Spatial localization data:
-------------------------

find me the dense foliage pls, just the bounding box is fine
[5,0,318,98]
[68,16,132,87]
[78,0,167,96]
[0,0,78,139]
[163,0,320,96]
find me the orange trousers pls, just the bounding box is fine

-------------------------

PROMPT: From the data above, give every line again exactly as it appears.

TASK RESULT:
find me the dense foliage pls, just the bounding box is fine
[5,0,318,98]
[68,16,132,87]
[78,0,167,96]
[0,0,78,139]
[163,0,320,96]
find me the orange trousers pls, just the bounding box is fine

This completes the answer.